> _PROBLEM REQUIREMENTS_
Extend the introduction on superpixels and unsupervised image segmentation, continuing after its final sentence.

+++ PAGE TEXT

You have full access to this open access chapter, Download conference paper PDF
Similar content being viewed by others
Keywords
1 Introduction
Unsupervised segmentation is an important problem in computer vision, since perceptual grouping plays a powerful role in human visual perception [25]. In this context, the method must decide what are the relevant image regions without user guidance, based on color and texture similarity or local contrast.
The unsupervised over-segmentation of an image into compact regions of similar and connected pixels is commonly called superpixels [1, 22]. It can greatly reduce the computational time of computer vision algorithms, by replacing the rigid structure of the pixel grid [1]. In graph-based methods, it allows the fast creation of a Region Adjacency Graph (RAG), drastically reducing the number of graph elements compared to the graph at the pixel level (Figs. 1a-b).

++++++
+++ DATASET EXTRACT

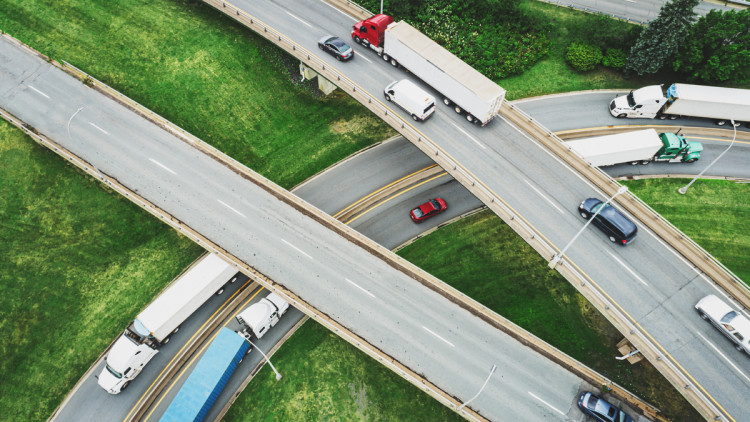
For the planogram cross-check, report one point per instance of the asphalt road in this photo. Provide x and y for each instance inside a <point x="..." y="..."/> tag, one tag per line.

++++++

> _SOLVED EXERCISE_
Several graph-based methods have been proposed for unsupervised segmentation, including watersheds [3], mean cut [24], ratio cut [23], normalized cuts [4, 19], and minimum spanning tree (MST) based methods [7, 9,10,11,12, 26]. For instance, Felzenszwalb and Huttenlocher proposed an efficient segmentation algorithm that evaluates a predicate for measuring the evidence for a boundary between two regions, which produces segmentations satisfying global properties, although based on greedy decisions [9]. Other methods include the usage of component trees [20, 21], which can also be combined with watersheds, allowing the selection of catchment basins according to their extinction values.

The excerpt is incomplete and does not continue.